More compelling figures emerge elsewhere. Net interest income was up 37% year on year in the first half of 2016; pre-tax profit was 53% higher. Return on investment was 8.63%, against 6.13% the previous year; return on assets was 1.75% at the end of June 2016, against 1.13% the previous year. And perhaps most surprising of all, the return on equity improved from 13.3% at the end of June 2015, to 20.02% 12 months later. 

The final sets of data cause Hussain to smile. “My board found it hard to believe,” he admits. “They asked me if I’d fudged the accounts. But why did this happen? It was because the potential was always here, it just needed to be realized. The problem before was Brac Bank’s poor management. What has surprised me is that so much of what we did came good in just one year.”

Second year

He’s honest enough to admit that the lender still has much to do, including improving its digital banking operations, but he is undeniably proud of what the bank has achieved on his watch. 

“We are in year two of a five-year journey,” he says. “Before, Brac Bank was a vehicle that was parked, unmoving. I expect us to hit fifth gear somewhere around 2020, by which time we expect to be the best bank in the country. We are the best retail bank and the best SME bank in Bangladesh, but we have a long way to go to be the best corporate bank and all-round lender. Those positions are currently held by The City Bank and Eastern Bank.”

Exotix Partners’ Khan believes Brac Bank has the potential to become a game-changer for Bangladesh, so long as it sticks to its core business and focuses primarily on SME lending. 

“Very few banks do SME lending really well,” says Khan. “I can think of Bank Rakyat in Indonesia, ICICI Bank in India and Wells Fargo in the US. Those are great role models, and Brac Bank could reach that level. It may take them five years to get there, but they are on the right path now. Brac Bank always had tremendous potential, but under their current CEO, they are finally realizing it.”

● Collected data:
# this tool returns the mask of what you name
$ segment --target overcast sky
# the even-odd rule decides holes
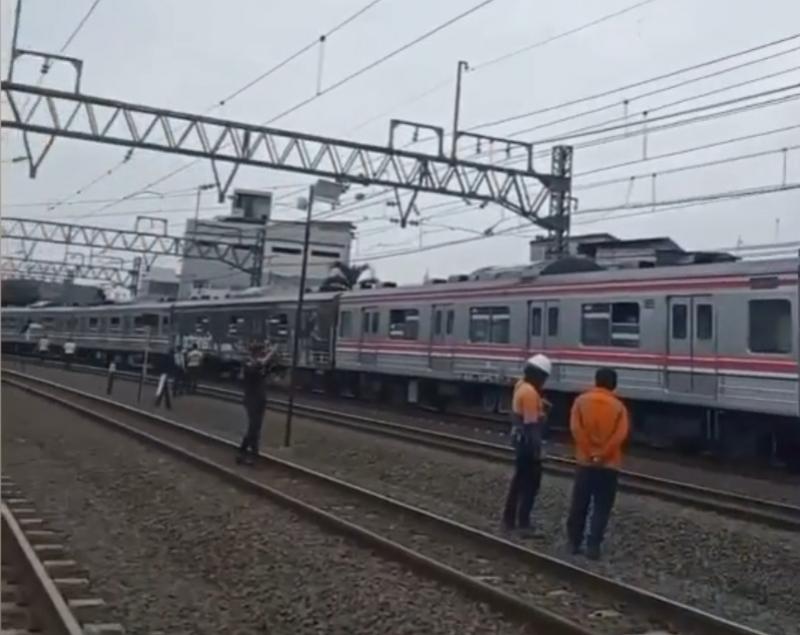
[[[19,47],[57,52],[86,14],[93,0],[23,0]],[[5,76],[11,46],[16,0],[2,0],[2,52]],[[174,110],[205,112],[288,55],[328,31],[367,4],[367,0],[101,0],[65,54],[82,58],[85,93]],[[352,23],[333,34],[325,44],[322,87],[467,10],[478,0],[382,0]],[[592,95],[628,83],[655,77],[682,67],[755,47],[800,31],[797,0],[652,0],[578,33],[565,36],[503,61],[481,66],[506,53],[518,51],[554,35],[636,4],[634,0],[495,0],[408,51],[364,73],[299,108],[273,125],[331,137],[385,144],[392,117],[427,122],[449,129],[456,63],[467,60],[476,70],[463,81],[462,128],[518,115]],[[720,73],[707,80],[632,99],[629,121],[669,114],[737,97],[787,88],[738,107],[800,93],[800,38],[765,48],[727,62],[681,74],[640,88],[615,93],[571,108],[517,119],[483,132],[507,136],[554,119],[601,106],[609,109],[557,125],[541,127],[515,138],[539,141],[576,128],[598,125],[623,115],[622,102],[642,92],[681,80],[721,71],[761,57],[772,59]],[[788,53],[777,55],[789,51]],[[216,108],[213,114],[261,123],[312,96],[318,82],[317,48],[300,56],[262,82]],[[40,64],[21,61],[15,81],[36,83]],[[771,77],[765,77],[765,76]],[[763,78],[763,79],[761,79]],[[750,80],[758,80],[752,81]],[[54,66],[44,85],[66,88],[67,67]],[[748,82],[680,105],[670,102]],[[436,88],[438,86],[438,89]],[[427,93],[427,94],[425,94]],[[415,99],[420,95],[421,98]],[[5,106],[4,106],[5,108]],[[658,110],[656,110],[658,109]],[[714,112],[703,111],[703,112]],[[669,121],[669,120],[668,120]],[[666,123],[666,122],[665,122]],[[754,135],[775,128],[800,125],[800,100],[718,117],[647,135],[649,156],[710,144],[733,137]],[[640,125],[632,125],[637,131]],[[598,136],[575,138],[580,144]],[[410,140],[410,135],[406,139]],[[2,139],[2,204],[6,216],[76,220],[94,225],[132,227],[137,214],[167,218],[171,233],[181,233],[193,214],[190,191],[212,180],[210,164],[197,162],[156,188],[166,198],[141,195],[107,209],[104,202],[142,189],[170,170],[187,163],[175,155],[137,152],[133,159],[107,178],[86,186],[119,164],[125,150],[95,143],[58,139],[35,180],[24,163],[9,163],[23,152],[20,133],[4,130]],[[685,248],[716,248],[776,240],[800,239],[800,190],[778,192],[675,210],[614,211],[626,200],[651,201],[656,173],[657,201],[683,199],[747,188],[780,185],[783,180],[781,148],[800,145],[800,127],[747,141],[719,145],[672,158],[638,162],[575,179],[579,211],[573,233],[606,231],[624,238],[670,236]],[[633,135],[615,143],[575,150],[574,167],[580,173],[642,158],[642,137]],[[541,146],[547,149],[547,145]],[[424,151],[426,146],[420,145]],[[485,148],[483,148],[485,149]],[[464,156],[474,148],[461,149]],[[671,174],[676,167],[764,152],[763,156]],[[786,180],[800,182],[800,149],[786,153]],[[505,159],[498,152],[497,160]],[[549,169],[541,159],[537,168]],[[633,185],[629,177],[636,176]],[[620,179],[621,182],[590,189],[587,184]],[[294,187],[313,178],[297,174],[243,168],[235,187],[275,190],[280,198],[274,216],[298,218],[293,209]],[[372,188],[365,194],[378,192]],[[388,221],[396,213],[382,198],[374,205],[348,212],[356,188],[348,192],[337,219],[357,224],[359,239],[354,256],[373,262],[380,277],[399,282],[418,281],[427,272],[447,275],[487,265],[509,265],[528,259],[528,241],[535,228],[515,230],[518,220],[508,211],[490,205],[465,207],[457,199],[420,196],[418,207],[425,219],[422,231],[400,229]],[[210,217],[227,208],[216,206],[213,192],[204,193],[202,215]],[[63,201],[48,211],[39,203]],[[37,204],[37,205],[31,205]],[[445,205],[446,204],[446,205]],[[436,206],[431,209],[426,209]],[[585,213],[612,207],[603,213]],[[320,212],[324,210],[320,209]],[[591,221],[591,222],[590,222]],[[499,222],[499,224],[497,224]],[[427,224],[427,227],[426,227]],[[496,225],[502,235],[461,245],[386,258],[392,252],[412,251],[441,242],[470,238]],[[459,228],[468,231],[459,231]],[[42,256],[58,256],[40,248]],[[166,264],[166,263],[165,263]]]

● What to work on:
Duplicate the part of the Brac Bank passage that begins with "Second year" and ends with "on SME lending.".

● The output:
Second year

He’s honest enough to admit that the lender still has much to do, including improving its digital banking operations, but he is undeniably proud of what the bank has achieved on his watch. 

“We are in year two of a five-year journey,” he says. “Before, Brac Bank was a vehicle that was parked, unmoving. I expect us to hit fifth gear somewhere around 2020, by which time we expect to be the best bank in the country. We are the best retail bank and the best SME bank in Bangladesh, but we have a long way to go to be the best corporate bank and all-round lender. Those positions are currently held by The City Bank and Eastern Bank.”

Exotix Partners’ Khan believes Brac Bank has the potential to become a game-changer for Bangladesh, so long as it sticks to its core business and focuses primarily on SME lending.